(SELECTED PASSAGE begins)

I recently added a z-score calculator for age-adjusted pulmonary artery acceleration time (PAAT), based on the manuscript "Normal Reference Values and z Scores of the Pulmonary Artery Acceleration Time in Children and Its Importance for the Assessment of Pulmonary Hypertension" (Circ Cardiovasc Imaging., 2017;10).

The manuscript provides PAAT z-scores for various children using age and body size as the predictors. As long as the patient has an age-appropriate HR, age is probably a reasonably fair predictor. But I wonder if the primary factor that influences PAAT isn't just heart rate.

Using data from the manuscript "Table 3. Age-Specific PAAT Values", I plotted the average heart rate for the age groups vs the PAAT:

PAAT vs HR

The second order polynomial equation suggested by Google Sheets fit the data quite nicely.

(SELECTED PASSAGE ends)

TASKS TO COMPLETE:
#1 Decide whether each statement agrees with the PAAT passage, answering yes or no and quoting the deciding words: (a) the manuscript's z-scores use age and body size as predictors; (b) the curve fitted to the plotted data was a linear equation; (c) the manuscript appeared in 2017.
#2 Write the next part of the PAAT passage, picking up after its final sentence.

(DATA LISTING begins)

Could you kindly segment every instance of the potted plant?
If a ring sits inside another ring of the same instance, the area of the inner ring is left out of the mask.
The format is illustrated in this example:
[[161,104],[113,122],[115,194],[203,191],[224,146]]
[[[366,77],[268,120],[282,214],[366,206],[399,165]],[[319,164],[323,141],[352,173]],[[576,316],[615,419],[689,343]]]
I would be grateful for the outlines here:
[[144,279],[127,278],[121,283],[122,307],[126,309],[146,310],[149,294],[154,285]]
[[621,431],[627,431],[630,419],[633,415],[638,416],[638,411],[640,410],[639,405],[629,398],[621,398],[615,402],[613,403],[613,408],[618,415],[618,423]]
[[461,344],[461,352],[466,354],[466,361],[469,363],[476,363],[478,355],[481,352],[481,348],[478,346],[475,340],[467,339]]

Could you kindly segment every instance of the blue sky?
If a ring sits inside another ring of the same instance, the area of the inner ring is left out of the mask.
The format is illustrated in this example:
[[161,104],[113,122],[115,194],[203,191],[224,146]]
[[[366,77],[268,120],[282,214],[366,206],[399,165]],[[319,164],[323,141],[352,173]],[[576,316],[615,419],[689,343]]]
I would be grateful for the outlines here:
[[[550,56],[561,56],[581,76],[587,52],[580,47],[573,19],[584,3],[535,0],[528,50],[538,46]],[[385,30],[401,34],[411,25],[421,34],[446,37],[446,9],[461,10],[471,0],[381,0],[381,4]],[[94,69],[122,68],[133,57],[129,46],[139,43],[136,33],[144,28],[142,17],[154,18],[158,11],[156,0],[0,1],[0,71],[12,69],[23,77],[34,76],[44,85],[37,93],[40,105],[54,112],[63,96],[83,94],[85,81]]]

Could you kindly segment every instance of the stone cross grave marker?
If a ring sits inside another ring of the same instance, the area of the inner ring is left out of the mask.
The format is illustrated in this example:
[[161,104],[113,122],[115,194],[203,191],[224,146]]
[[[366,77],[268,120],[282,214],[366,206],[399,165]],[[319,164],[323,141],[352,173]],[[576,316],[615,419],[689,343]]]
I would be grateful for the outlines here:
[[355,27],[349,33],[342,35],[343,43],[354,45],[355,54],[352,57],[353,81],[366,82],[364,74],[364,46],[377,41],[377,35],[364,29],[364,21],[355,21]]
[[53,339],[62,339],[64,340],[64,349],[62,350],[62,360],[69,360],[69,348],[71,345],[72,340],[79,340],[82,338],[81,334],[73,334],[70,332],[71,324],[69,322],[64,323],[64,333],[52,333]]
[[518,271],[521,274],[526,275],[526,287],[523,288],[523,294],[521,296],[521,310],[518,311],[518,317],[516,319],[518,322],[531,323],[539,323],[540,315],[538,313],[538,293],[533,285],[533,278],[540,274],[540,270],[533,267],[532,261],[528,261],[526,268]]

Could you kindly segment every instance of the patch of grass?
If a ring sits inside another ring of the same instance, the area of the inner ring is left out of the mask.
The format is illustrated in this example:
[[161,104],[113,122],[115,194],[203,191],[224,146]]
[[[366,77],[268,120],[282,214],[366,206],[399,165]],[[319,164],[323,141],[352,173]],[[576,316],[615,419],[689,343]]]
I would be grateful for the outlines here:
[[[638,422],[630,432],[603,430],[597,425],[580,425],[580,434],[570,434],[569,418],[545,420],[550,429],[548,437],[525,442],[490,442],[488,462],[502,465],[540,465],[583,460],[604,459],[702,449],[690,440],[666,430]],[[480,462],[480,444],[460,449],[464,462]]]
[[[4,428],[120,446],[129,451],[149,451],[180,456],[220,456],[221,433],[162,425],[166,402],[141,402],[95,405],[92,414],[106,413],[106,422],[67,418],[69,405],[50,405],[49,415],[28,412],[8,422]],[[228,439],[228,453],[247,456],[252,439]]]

(DATA LISTING ends)

RESULTS FOR EACH TASK:
#1
(a) Yes: "using age and body size as the predictors"
(b) No: "The second order polynomial equation suggested by Google Sheets fit the data quite nicely."
(c) Yes: "(Circ Cardiovasc Imaging., 2017;10)"

#2
While I think it may seem obvious that the primary influence is HR— beyond that the actual relationship might be even more usefully described when HR is expressed as the heart period. Firstly, the pulmonary artery ejection time is measured in milliseconds, so it should be intuitively helpful to have our predictor use the same units. Secondly, The ejection time is, functionally, a portion of systole; systole comprises a fairly predictable portion of the entire heart cycle/period. Predicting the PAAT from the heart period seems mechanistically sound.

PAAT vs RR

The fit through this data is also well described with a second-order polynomial equation.

Apart from the maturational decrease in heart rate with age, until the PAAT is adjusted for heart rate, I am not sure what conclusions can be drawn about the effect of age on pulmonary artery acceleration time.